* [SELECTION]:
──────────

Content Criteria                                                                                                 

Work is supported by other literature

Scope and depth of coverage

Work is a reference work

Page is only an advertisement

Pages are inward focused

Writing level of the page

Existence of advertising on the site

Original material, not links or


Organizational Criteria                                                                                      

Appropriate indexing and description

There is an abstract for the work

Pages are well-organized

Currency of date/ Systematically



Producer/Medium Criteria                                                                                

Document is reproduced in other forms

Available on-line when needed

Does not require new hardware or software

Past success/failure of the publishing house

Produced by a reputable provider

Unbiased material

Stability of the Web server

Response time for the site

Site is durable

External Criteria                                                                                                

Indexed in standard sources

Favorable reviews

Linked to by other sites





3.2     Design

A Perl program was then created that would retrieve a Web page and analyze it in regard to each criterion.  The part of the program to analyze each criterion was developed and tested before being integrated into the entire program.  Once the program was complete, it was tested on other pages to ensure that the program was working correctly.

3.3     Page Collection Techniques

In order to collect pages containing scholarly research works, several techniques were employed. Requests were posted to scholarly discussion lists, online journals and conference proceedings were explored, and search tools were utilized.  Only Web pages that were free to access, written by someone in academic or a non-profit research institution or published in an scholarly peer-reviewed journal, were in HTML or text, and contained the full text of the research report on a single Web page were accepted.   As some sites had many scholarly works, no more than 50 different works were taken from a single site. After 4,500 documents were collected for the model creation sets, another 500 were collected for the test set.  Care was taken to ensure that none of the documents in the test set came from the same Web site as any other document in the model or test set.

──────────

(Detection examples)

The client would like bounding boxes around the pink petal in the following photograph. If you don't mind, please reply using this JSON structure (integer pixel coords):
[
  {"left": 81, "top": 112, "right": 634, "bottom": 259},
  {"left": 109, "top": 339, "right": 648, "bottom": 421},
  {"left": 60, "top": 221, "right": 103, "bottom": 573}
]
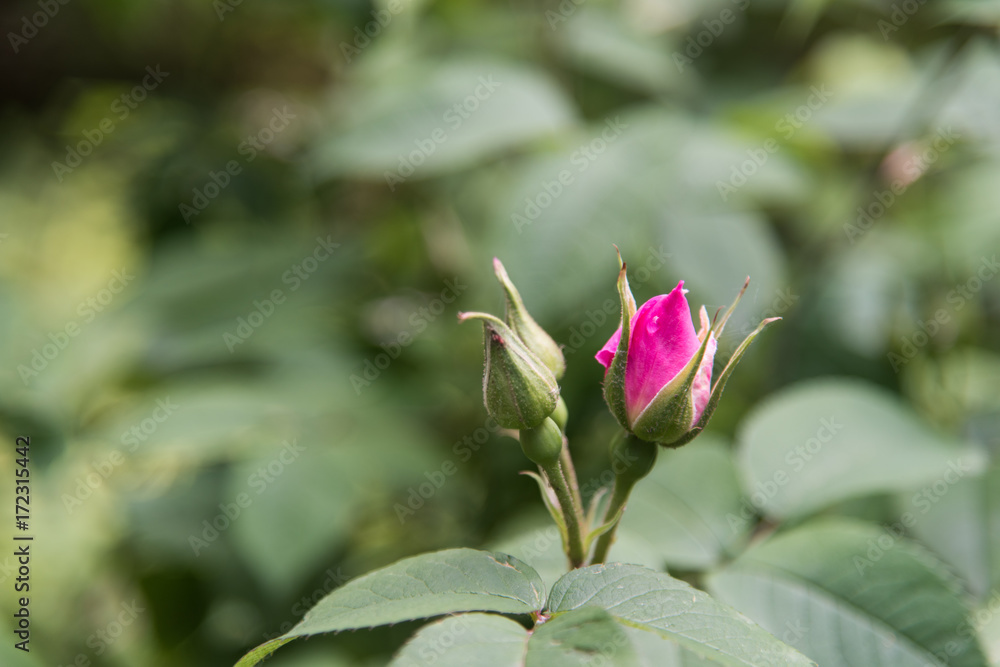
[
  {"left": 625, "top": 281, "right": 711, "bottom": 422},
  {"left": 691, "top": 336, "right": 719, "bottom": 426},
  {"left": 594, "top": 327, "right": 622, "bottom": 375}
]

──────────

* [TASK OBJECTIVE]: In the text on page collection, at most how many works were taken from a single site? The rows aren't needed here.

* [ANSWER TO THIS TASK]: No more than 50 works.